Document extract:
** start **

Israel, despite being a tiny country surrounded by Arab states who would happily and on more than one occasion have tried to push it into the sea, has historically sought peace with its neighbours and only fought to defend itself. The present conflict with Hezbollah in Lebanon was not a fight of Israel's choosing; in fact, Israel had pulled out from Lebanon in 2000 only to see the Iranian and Syrian-backed terrorist group regroup on its northern border.

Certainly anyone with a heart will have compassion for the civilians killed in the current conflict with Hezbollah on both sides. Yet the outrage about the accidental wartime deaths of Lebanese children seems to far outweigh that felt for Israeli youth deliberately targeted by suicide bombers in calculated acts of murder. Likewise in the occupied territories, Israel has repeatedly sought to arrive at some sort of accomodation with the Palestinians. Yet it was Israel's reputation that was sullied during the first Intifada of 1987 to 1993 when images of Arab youths hurling stones at tanks were beamed around the world. But when the collapse of the Soviet Union cut off aid from Moscow the Palestinian leadership was finally forced to the peace table. This led to the signing of the Oslo Accords and the famous handshake between Yitzhak Rabin and Yasser Arafat on the White House lawn.

** end **

Supplied material:

** start **

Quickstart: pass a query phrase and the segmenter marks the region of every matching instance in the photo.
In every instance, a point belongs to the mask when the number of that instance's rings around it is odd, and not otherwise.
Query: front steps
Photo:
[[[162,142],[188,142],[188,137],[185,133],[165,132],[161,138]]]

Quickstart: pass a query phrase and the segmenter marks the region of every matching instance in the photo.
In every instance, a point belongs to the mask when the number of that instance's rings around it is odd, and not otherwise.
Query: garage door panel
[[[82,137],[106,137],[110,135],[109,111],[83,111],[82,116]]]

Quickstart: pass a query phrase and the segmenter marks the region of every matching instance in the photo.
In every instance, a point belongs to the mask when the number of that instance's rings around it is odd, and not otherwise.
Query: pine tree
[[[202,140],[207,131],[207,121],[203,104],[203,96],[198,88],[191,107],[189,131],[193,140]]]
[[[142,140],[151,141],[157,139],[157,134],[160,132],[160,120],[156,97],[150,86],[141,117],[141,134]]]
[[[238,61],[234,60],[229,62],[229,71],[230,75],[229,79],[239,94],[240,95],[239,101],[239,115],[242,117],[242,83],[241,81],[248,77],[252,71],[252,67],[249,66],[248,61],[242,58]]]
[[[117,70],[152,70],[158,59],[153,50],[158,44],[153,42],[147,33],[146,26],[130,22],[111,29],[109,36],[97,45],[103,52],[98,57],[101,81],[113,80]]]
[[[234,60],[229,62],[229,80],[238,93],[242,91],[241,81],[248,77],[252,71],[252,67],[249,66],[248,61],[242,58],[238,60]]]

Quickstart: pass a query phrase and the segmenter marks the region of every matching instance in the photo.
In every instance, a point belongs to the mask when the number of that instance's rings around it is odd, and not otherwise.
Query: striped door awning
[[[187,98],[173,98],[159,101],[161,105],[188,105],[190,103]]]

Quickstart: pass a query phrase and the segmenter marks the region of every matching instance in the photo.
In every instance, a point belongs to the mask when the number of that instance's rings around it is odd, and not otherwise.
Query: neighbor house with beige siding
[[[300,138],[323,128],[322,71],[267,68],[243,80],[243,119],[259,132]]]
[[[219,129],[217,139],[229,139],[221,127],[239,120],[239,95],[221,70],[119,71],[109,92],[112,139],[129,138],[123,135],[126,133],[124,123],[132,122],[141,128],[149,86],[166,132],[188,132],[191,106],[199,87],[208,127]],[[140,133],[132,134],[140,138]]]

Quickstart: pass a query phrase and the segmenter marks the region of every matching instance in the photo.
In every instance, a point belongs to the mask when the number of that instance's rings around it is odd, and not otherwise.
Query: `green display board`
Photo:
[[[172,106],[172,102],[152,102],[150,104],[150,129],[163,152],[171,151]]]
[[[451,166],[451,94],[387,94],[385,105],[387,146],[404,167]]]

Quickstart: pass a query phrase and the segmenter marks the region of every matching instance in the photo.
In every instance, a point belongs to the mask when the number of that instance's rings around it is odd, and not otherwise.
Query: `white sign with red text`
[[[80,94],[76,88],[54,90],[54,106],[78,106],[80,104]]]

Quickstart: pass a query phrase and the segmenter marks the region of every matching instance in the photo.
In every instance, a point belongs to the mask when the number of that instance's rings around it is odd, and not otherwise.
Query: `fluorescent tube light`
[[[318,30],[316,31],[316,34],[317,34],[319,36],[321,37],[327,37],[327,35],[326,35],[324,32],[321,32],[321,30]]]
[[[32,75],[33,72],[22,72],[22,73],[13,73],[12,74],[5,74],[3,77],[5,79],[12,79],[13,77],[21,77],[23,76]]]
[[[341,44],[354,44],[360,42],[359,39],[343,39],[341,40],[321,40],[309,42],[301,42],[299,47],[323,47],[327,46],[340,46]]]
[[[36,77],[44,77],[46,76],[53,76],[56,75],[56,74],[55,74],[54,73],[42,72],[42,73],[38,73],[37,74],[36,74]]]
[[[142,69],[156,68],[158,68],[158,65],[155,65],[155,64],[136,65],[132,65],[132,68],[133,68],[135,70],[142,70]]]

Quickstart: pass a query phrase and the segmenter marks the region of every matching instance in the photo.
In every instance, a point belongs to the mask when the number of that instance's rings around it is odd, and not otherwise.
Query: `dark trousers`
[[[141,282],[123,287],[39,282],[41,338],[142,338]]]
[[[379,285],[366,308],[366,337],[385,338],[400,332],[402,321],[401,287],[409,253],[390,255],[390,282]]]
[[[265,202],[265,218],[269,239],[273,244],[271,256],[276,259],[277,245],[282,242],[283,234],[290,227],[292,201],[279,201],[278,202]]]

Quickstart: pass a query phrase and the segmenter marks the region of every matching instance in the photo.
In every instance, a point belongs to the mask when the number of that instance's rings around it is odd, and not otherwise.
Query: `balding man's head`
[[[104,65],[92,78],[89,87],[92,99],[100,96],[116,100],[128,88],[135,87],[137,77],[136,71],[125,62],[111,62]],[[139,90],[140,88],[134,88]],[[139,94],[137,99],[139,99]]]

** end **

Stated problem 1: According to the passage on Israel's conflicts, why was the Palestinian leadership finally forced to the peace table? Answer in one to three sentences.
Stated problem 2: In the passage on Israel's conflicts, what year did Israel pull out from Lebanon?
Stated problem 3: From the passage on Israel's conflicts, copy word for word the part starting with "Israel, despite being" and going on through "its northern border.".

Correct result 1: The Palestinian leadership was forced to the peace table when the collapse of the Soviet Union cut off its aid from Moscow.

Correct result 2: 2000

Correct result 3:
Israel, despite being a tiny country surrounded by Arab states who would happily and on more than one occasion have tried to push it into the sea, has historically sought peace with its neighbours and only fought to defend itself. The present conflict with Hezbollah in Lebanon was not a fight of Israel's choosing; in fact, Israel had pulled out from Lebanon in 2000 only to see the Iranian and Syrian-backed terrorist group regroup on its northern border.